PROVIDED DATA ::
- Opening Delimiter -
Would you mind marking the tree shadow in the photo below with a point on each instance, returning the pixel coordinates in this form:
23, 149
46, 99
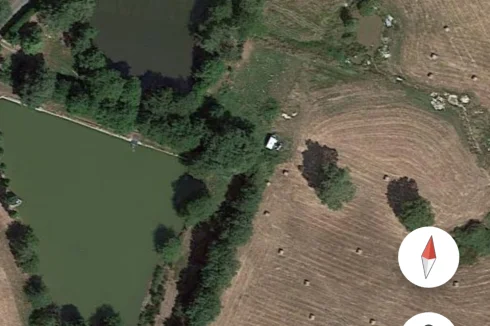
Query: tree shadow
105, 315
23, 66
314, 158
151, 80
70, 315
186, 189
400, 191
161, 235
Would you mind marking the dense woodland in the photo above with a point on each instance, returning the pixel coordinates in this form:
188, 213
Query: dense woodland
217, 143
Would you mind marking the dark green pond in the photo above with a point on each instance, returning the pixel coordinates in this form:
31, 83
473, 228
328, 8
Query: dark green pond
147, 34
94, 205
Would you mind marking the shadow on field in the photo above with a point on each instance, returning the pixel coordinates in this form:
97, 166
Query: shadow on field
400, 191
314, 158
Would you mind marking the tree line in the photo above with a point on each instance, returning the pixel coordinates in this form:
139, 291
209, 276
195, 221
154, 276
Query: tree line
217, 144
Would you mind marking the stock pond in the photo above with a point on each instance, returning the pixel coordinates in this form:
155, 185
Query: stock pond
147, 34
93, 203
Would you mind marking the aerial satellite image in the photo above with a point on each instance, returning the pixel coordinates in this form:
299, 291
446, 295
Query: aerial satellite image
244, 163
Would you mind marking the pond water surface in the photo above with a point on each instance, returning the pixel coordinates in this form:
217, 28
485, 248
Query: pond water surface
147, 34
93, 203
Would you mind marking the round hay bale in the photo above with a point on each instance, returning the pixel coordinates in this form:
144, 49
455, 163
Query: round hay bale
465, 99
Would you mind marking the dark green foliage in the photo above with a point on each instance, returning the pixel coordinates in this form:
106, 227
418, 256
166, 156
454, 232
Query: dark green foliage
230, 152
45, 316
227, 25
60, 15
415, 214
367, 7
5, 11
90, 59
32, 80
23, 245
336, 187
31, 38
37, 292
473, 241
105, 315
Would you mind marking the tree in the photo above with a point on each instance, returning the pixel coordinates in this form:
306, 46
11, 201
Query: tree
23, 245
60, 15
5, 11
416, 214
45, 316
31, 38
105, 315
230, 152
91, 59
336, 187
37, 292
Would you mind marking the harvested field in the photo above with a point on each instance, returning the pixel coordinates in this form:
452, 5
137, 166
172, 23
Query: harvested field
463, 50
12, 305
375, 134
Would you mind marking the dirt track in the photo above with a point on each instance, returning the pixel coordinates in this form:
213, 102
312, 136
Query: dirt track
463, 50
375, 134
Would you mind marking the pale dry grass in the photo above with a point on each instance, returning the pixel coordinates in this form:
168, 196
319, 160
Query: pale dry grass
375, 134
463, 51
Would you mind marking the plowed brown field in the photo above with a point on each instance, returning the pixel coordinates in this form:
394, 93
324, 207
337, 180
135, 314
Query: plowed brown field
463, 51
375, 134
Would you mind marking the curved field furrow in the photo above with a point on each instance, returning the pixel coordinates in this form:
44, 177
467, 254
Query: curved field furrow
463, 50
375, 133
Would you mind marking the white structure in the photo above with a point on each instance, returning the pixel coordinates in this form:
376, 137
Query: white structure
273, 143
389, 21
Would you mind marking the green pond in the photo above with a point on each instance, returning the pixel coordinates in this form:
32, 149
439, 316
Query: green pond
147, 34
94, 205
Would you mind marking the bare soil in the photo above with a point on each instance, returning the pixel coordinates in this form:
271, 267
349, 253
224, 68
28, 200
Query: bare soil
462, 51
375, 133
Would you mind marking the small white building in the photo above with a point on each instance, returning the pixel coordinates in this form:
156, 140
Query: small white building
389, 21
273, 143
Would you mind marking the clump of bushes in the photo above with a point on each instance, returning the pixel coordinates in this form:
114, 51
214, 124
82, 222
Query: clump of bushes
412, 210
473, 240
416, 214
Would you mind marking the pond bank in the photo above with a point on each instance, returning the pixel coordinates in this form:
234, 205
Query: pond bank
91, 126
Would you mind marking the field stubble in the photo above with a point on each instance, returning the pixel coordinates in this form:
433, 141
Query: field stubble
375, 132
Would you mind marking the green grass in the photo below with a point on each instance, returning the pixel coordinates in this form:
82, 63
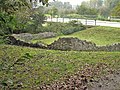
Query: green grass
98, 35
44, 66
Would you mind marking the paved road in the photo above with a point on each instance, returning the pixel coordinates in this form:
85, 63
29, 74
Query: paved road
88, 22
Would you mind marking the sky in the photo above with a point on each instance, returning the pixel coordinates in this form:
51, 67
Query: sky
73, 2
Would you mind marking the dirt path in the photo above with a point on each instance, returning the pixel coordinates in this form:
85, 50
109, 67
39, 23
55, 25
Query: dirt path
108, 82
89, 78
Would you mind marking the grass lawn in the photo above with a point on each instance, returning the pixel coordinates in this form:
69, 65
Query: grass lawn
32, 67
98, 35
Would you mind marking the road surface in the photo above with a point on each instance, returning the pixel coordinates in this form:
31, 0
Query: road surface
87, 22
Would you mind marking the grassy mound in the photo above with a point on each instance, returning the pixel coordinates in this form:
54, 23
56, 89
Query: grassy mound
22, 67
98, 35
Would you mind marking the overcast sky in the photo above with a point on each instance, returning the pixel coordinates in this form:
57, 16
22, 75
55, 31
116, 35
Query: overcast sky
- Closing Delimiter -
REQUIRED ACTION :: Each record above should be duplicated word for word, with no pictures included.

WRITTEN SOLUTION ::
Would you mind marking the tree shadow in the photo below with a point on each instance, returning the pixel coordinates in this form:
23, 149
46, 99
Query: tree shadow
105, 315
23, 66
314, 158
151, 80
70, 315
186, 189
400, 191
161, 235
Would you mind marking the dense woodland in the photo above with a point on each instance, returning the pixel coordinates in this form:
188, 213
Query: dense woodland
217, 143
Would you mind marking the dark green pond in the photo above with a point on each instance, returning the pixel coordinates in this form:
31, 83
473, 228
328, 8
Query: dark green pond
147, 34
94, 205
Would you mind marking the shadow on field in the photo above with a point on each instance, returning the pixel coordinates in this form:
97, 166
Query: shadow on field
400, 191
314, 158
Would you mind marking the tree line in the photo above with a point on each instance, returning the pixel coordinates in this form:
139, 291
209, 276
195, 221
154, 276
Query: tree line
217, 144
Would you mind marking the stock pond in the photo above with a point on each instance, returning the pixel coordinates in this form:
155, 185
Query: stock pond
147, 34
93, 203
Would you mind marking the aerial satellite image in the photo above with a point on each instance, returning the pixel coordinates in this form:
299, 291
446, 295
Query: aerial satellite image
244, 163
Would you mind marking the pond water surface in the photo above with a point on each instance, returning the pixel coordinates in this form:
217, 28
485, 248
Query: pond water surface
147, 34
93, 203
Would you mind marking the round hay bale in the photo above with a point on each instance, returning the pixel coordinates in this form:
144, 49
455, 163
Query: round hay bale
465, 99
Would you mind marking the dark green foliage in the photo above with a point on each instance, returning the pixel coordinates in this form:
106, 227
418, 256
166, 156
454, 232
Query: dark green foliage
230, 152
45, 316
227, 25
60, 15
415, 214
367, 7
5, 11
90, 59
32, 80
23, 245
336, 187
31, 38
37, 292
473, 241
105, 315
Would you mind marking the tree in the photo above with a point on each instance, returning the pixel coordinates in this form:
306, 46
11, 201
Query: tree
23, 245
60, 15
5, 11
416, 214
45, 316
31, 38
105, 315
230, 152
91, 59
336, 187
37, 292
Would you mind marking the harvested field in the photo above with a point on each instance, returning the pixel coordinates in this form:
452, 5
137, 166
172, 23
Query: harvested field
463, 50
12, 305
375, 134
Would you mind marking the dirt track in the photo above with a point on each instance, returning the pixel coordinates in this form:
213, 102
312, 136
Query: dirt track
463, 50
375, 134
Would you mind marking the pale dry grass in the photo above with a point on each instance, returning the pixel coordinates in this form:
168, 196
319, 160
Query: pale dry grass
375, 134
463, 51
Would you mind marking the plowed brown field in the photo above with a point on each instance, returning the pixel coordinates in this form:
394, 93
324, 207
337, 180
135, 314
Query: plowed brown field
463, 51
375, 134
Would you mind marking the curved field furrow in the photo above with a point on each instance, returning the pixel coordinates in this form:
44, 177
467, 254
Query: curved field furrow
463, 50
375, 133
Would you mind marking the white structure in the photo above with a point on each instance, returning the pixel coordinates in this form:
376, 137
Query: white structure
273, 143
389, 21
Would you mind marking the green pond in the photo above with a point on each instance, returning the pixel coordinates in this form:
32, 149
439, 316
Query: green pond
147, 34
94, 205
Would you mind marking the bare soil in the photo above with a point on each instance, returning the pixel coordinates in this form:
271, 267
349, 253
224, 68
28, 200
Query: bare soil
462, 51
375, 133
Would you mind marking the small white building in the photo above with a point on each instance, returning the pixel coordinates in this form:
156, 140
Query: small white building
389, 21
273, 143
Would you mind marking the clump of bushes in the photo above with a point on each instance, returning the pixel coordinates in this form:
114, 51
214, 124
82, 222
Query: clump of bushes
412, 210
473, 240
416, 214
Would you mind marking the pond bank in the photo above with a point on each instance, returning the pixel coordinates in this form:
234, 205
Query: pond bank
91, 126
Would you mind marking the field stubble in the photo above with a point on each instance, returning the pixel coordinates in this form:
433, 141
Query: field stubble
375, 132
Would you mind marking the green grass in the photo below with a point on each instance, returning the pixel coordinates in this form:
82, 63
Query: green grass
98, 35
44, 66
Would you mind marking the paved road in the photo above with a point on each instance, returning the pixel coordinates in this form:
85, 63
29, 74
Query: paved road
88, 22
Would you mind marking the sky in the photo above with a point on each instance, returning the pixel coordinates in this form:
51, 67
Query: sky
73, 2
Would you mind marking the dirt path in the photo above with a point on each instance, returning the pixel coordinates in this form:
85, 50
109, 67
39, 23
55, 25
Query: dirt path
108, 82
89, 78
Would you mind marking the grass lawn in the photo above with a point on each instance, returning the pixel coordinates in this form:
69, 65
Query: grass lawn
32, 67
98, 35
Would you mind marking the road surface in the photo above with a point on each instance, returning the pixel coordinates in this form:
31, 0
Query: road surface
87, 22
Would you mind marking the grassy mound in the photo above with a point on each instance, returning the pixel coordinates in this form:
54, 23
56, 89
Query: grassy mound
22, 67
98, 35
Would you mind marking the overcast sky in the photo above with a point on each instance, returning the pixel coordinates in this form:
57, 16
22, 75
55, 31
116, 35
Query: overcast sky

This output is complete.